#### [Exercise instructions]
Put every line of the items below into a numbered list, leaving out any blank lines.

★ ★ ★

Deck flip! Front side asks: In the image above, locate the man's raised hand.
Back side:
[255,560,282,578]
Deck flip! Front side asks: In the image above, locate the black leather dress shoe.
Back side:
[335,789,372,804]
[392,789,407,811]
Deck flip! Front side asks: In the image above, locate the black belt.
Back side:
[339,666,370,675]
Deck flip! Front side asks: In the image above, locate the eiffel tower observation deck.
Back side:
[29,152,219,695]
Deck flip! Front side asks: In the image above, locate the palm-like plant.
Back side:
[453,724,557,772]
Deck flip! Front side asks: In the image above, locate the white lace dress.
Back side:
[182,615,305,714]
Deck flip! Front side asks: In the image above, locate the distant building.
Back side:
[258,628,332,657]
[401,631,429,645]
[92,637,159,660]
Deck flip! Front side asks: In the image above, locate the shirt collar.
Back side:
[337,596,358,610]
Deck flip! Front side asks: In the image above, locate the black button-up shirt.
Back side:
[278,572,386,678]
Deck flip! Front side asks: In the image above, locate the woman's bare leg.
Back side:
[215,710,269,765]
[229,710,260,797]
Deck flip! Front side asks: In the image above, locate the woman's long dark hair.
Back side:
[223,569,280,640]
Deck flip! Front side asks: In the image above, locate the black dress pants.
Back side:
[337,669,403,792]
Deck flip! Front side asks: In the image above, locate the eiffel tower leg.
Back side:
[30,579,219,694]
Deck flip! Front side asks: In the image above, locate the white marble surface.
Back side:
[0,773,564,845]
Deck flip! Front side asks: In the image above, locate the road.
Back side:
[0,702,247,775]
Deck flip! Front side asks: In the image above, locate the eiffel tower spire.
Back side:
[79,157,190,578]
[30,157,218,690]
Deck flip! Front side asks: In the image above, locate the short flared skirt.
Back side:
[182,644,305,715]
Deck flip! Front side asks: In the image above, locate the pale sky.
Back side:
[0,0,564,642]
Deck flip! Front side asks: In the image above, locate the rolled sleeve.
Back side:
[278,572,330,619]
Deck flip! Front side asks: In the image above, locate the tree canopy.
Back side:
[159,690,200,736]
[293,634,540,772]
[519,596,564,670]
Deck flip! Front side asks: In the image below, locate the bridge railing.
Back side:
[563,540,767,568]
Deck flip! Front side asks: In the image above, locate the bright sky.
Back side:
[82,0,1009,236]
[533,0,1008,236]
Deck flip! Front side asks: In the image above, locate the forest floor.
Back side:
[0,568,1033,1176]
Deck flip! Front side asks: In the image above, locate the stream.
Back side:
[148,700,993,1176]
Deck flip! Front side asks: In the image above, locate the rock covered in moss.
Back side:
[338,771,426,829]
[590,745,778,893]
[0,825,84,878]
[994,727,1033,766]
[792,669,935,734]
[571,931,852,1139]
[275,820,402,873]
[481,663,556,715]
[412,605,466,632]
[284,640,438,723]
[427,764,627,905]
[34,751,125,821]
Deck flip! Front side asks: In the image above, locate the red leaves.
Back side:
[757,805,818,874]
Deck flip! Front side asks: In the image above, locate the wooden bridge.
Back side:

★ ★ ★

#### [Full response]
1. Deck flip! Front side asks: In the image above, locate the man's raised hand.
2. Back side:
3. [255,560,282,578]
4. Deck flip! Front side asks: In the image above, locate the black leather dress shoe.
5. Back side:
6. [335,789,372,804]
7. [392,789,407,811]
8. Deck flip! Front side asks: In the image above, locate the black belt.
9. Back side:
10. [339,666,370,675]
11. Deck flip! Front side asks: In the image above, locate the eiffel tower observation deck.
12. Back side:
13. [29,152,219,695]
14. Deck flip! Front side asks: In the image above, locate the palm-like plant.
15. Back side:
16. [453,724,557,772]
17. Deck flip! Front side asks: In the image above, locate the white lace dress.
18. Back side:
19. [182,615,305,714]
20. Deck flip! Front side asks: In the image above, locate the distant building.
21. Back side:
22. [258,628,332,657]
23. [401,631,429,645]
24. [92,637,159,660]
25. Deck flip! Front side asks: In the image above, locate the shirt collar.
26. Back side:
27. [337,596,358,610]
28. Deck flip! Front side asks: In the image above, locate the black button-up shirt.
29. Back side:
30. [278,572,386,678]
31. Deck flip! Front side asks: In the image above, locate the woman's bare leg.
32. Back side:
33. [215,710,269,765]
34. [229,710,260,797]
35. Deck flip! Front side asks: In the image above, locate the woman's long dark hair.
36. Back side:
37. [223,569,280,640]
38. Deck flip! Front side asks: In the image above, locate the black dress pants.
39. Back side:
40. [337,669,403,792]
41. Deck flip! Front side asks: In the image above, locate the eiffel tower leg.
42. Back side:
43. [30,579,219,694]
44. Deck flip! Front side asks: In the image above, locate the white marble surface.
45. Back side:
46. [0,773,564,845]
47. Deck flip! Front side asks: In the image above, locate the road.
48. Back side:
49. [0,702,247,775]
50. Deck flip! Front side asks: In the image above, locate the eiffel tower spire.
51. Back side:
52. [79,157,190,578]
53. [30,157,218,690]
54. Deck flip! Front side asks: In the image above, locate the short flared skirt.
55. Back side:
56. [182,644,305,715]
57. Deck flip! Front side asks: In the image above, locate the pale sky.
58. Back side:
59. [0,0,564,642]
60. Deck flip! Front side asks: In the image above, locate the rolled sleeve.
61. Back side:
62. [278,572,330,619]
63. Deck flip! Front side asks: In the image above, locate the tree canopy.
64. Back side:
65. [159,690,200,736]
66. [293,634,540,772]
67. [519,596,564,670]
68. Deck flip! Front side asks: In the image below, locate the bridge railing.
69. Back side:
70. [563,540,767,568]
71. Deck flip! Front side asks: In the image above, locate the bright sky.
72. Back side:
73. [82,0,1009,236]
74. [533,0,1008,236]
75. Deck flip! Front side asks: In the image above, locate the forest floor.
76. Back side:
77. [0,568,1033,1176]
78. Deck flip! Front side asks: In the image above, locate the stream.
79. Back side:
80. [148,700,993,1176]
81. Deck flip! Front side asks: In the image above, locate the rock covered in moss.
82. Back side:
83. [338,771,426,829]
84. [590,745,778,893]
85. [0,825,84,878]
86. [994,727,1033,766]
87. [792,669,935,734]
88. [571,931,852,1139]
89. [275,820,402,873]
90. [481,663,556,715]
91. [412,605,466,632]
92. [284,640,438,723]
93. [427,764,627,905]
94. [34,751,125,821]
95. Deck flip! Front side asks: In the image above, locate the red leaves.
96. Back side:
97. [757,805,818,874]
98. Deck flip! Front side asks: In the image above, locate the wooden bridge.
99. Back side:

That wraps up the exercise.